Print the stretch of the St. Louis minimum wage article from "Slay’s new proposal" through "overall city payroll.".

PROVIDED PASSAGE:
<<<<
Saint Louis, Mo. — Leaders in the City of Saint Louis will have a new minimum wage proposal to weigh at their meeting today after a larger measure was stopped in its tracks a few weeks ago.

Originally, Mayor Francis Slay and Alderman Shane Cohn were backing a proposal for an immediate increase to a $10 per hour minimum wage that would gradually increase to $15 an hour by 2020. But yesterday Slay announced a more modest proposal that would increase the wage gradually to an $11 an hour rate by 2020.

If approved as written by the city’s Board of Alderman, minimum wage in St. Louis would immediately jump to $7.95 an hour, with gradual increases every year until 2020.

“When I started this campaign, I promised that we would listen to all sides, we would do our homework, and we would come up with a proposal that was fair to workers without putting their jobs or our economy in jeopardy,” Slay said in a statement. “We think this new proposal accomplishes that.”

Slay’s new proposal comes after he and Cohn faced what has become the typical pushback against proposed minimum wage increases: business community opposition. Slay said the new proposal represented only a 0.1 percent increase in overall city payroll.

“We want people to work hard and not be dependent on government assistance.  So, we should reward hard work,” Slay said.  “It is ridiculous and it just isn’t right that a parent working full time for the minimum wage has to raise his or her children in poverty. Ideally, the federal government and state government would have addressed this issue by now. But, they haven’t. So, we’re forced to do so. I do hope that business leaders who were legitimately concerned about us doing this by ourselves will strongly support a statewide increase in the minimum wage. I know I will be.”
>>>>
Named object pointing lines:
<<<<
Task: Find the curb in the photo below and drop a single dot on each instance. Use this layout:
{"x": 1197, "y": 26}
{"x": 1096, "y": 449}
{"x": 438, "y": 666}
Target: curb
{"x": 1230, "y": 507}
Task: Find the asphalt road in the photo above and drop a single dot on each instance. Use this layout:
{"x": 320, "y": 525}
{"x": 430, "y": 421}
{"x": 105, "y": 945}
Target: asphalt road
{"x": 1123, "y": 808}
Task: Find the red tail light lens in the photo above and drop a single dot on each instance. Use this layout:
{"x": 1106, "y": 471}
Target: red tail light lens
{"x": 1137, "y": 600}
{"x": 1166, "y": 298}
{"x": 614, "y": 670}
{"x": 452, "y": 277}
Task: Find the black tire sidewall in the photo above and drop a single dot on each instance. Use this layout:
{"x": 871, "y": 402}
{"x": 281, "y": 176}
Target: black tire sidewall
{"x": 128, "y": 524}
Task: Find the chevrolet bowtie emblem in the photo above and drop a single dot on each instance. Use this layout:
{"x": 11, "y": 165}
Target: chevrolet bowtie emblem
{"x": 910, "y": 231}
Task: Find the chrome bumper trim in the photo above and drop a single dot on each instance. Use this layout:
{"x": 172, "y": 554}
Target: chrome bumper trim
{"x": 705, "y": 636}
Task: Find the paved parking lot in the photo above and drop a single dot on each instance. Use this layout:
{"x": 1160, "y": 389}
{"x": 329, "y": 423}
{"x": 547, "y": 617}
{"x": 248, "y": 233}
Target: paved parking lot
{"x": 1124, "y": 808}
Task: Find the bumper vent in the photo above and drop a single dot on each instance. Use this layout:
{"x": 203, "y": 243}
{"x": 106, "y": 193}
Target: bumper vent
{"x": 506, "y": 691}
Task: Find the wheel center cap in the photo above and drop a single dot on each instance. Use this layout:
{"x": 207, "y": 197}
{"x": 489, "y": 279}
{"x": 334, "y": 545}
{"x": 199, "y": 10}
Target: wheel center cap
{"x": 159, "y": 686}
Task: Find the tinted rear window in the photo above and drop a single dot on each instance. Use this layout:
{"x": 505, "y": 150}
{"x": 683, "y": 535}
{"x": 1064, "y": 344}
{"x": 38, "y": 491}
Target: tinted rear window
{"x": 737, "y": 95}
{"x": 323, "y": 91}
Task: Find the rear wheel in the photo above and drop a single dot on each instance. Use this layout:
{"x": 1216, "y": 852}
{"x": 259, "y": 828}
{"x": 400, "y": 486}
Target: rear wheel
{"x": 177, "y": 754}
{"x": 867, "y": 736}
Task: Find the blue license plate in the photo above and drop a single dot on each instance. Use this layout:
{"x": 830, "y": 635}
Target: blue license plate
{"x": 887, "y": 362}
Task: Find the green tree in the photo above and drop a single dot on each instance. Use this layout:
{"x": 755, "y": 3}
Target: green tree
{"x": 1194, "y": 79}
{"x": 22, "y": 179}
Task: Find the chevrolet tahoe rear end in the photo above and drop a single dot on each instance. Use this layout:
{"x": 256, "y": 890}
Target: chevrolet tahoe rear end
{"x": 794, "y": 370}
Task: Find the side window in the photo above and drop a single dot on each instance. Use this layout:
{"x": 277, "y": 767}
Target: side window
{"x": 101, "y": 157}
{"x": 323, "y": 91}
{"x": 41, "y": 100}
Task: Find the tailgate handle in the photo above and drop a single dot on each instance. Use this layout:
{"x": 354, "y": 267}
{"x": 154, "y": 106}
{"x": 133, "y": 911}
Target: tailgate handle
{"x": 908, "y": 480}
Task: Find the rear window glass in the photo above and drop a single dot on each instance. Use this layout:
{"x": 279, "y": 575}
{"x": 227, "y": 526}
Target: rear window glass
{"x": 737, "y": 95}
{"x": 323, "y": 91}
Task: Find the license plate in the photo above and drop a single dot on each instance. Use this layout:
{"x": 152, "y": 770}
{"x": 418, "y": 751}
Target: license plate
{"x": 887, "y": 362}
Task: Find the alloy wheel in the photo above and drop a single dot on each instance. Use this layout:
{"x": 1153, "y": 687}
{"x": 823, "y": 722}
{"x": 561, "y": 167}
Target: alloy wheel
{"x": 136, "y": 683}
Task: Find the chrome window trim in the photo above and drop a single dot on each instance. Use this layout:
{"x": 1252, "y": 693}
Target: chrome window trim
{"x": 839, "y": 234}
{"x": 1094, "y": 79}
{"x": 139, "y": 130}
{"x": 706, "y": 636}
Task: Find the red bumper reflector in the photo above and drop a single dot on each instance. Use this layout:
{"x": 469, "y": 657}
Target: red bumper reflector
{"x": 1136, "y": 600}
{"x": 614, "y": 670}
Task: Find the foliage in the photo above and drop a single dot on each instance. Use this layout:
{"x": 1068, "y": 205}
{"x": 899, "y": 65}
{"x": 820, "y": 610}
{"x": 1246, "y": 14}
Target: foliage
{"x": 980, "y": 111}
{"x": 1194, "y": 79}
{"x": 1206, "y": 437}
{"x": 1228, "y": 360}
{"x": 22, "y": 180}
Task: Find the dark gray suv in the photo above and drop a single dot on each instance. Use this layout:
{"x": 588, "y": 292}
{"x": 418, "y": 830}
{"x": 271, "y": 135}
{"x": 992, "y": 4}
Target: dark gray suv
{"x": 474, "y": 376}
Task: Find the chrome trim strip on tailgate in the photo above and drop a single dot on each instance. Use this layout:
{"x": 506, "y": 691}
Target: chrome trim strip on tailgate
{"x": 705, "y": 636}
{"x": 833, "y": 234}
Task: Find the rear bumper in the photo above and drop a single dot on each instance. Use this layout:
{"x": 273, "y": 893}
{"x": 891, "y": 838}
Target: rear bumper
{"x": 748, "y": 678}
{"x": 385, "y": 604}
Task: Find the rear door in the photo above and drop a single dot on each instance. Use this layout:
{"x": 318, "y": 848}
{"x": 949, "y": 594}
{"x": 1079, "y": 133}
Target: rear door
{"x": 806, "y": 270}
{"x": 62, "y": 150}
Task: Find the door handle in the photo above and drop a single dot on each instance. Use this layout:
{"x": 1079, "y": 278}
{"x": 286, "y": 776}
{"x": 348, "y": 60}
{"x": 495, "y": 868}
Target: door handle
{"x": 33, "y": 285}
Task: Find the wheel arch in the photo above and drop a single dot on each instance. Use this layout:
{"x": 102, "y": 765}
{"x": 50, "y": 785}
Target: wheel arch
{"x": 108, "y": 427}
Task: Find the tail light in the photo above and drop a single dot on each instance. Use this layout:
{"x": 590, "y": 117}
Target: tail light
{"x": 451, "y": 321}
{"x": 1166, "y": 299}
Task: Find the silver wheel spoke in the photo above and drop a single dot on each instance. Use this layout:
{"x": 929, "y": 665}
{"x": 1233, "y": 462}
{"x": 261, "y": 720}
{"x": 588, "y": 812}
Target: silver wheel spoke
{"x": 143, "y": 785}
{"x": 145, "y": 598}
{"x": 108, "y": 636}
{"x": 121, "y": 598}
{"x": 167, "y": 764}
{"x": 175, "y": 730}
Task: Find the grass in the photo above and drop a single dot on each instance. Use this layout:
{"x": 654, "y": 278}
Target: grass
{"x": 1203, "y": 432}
>>>>
RESPONSE:
Slay’s new proposal comes after he and Cohn faced what has become the typical pushback against proposed minimum wage increases: business community opposition. Slay said the new proposal represented only a 0.1 percent increase in overall city payroll.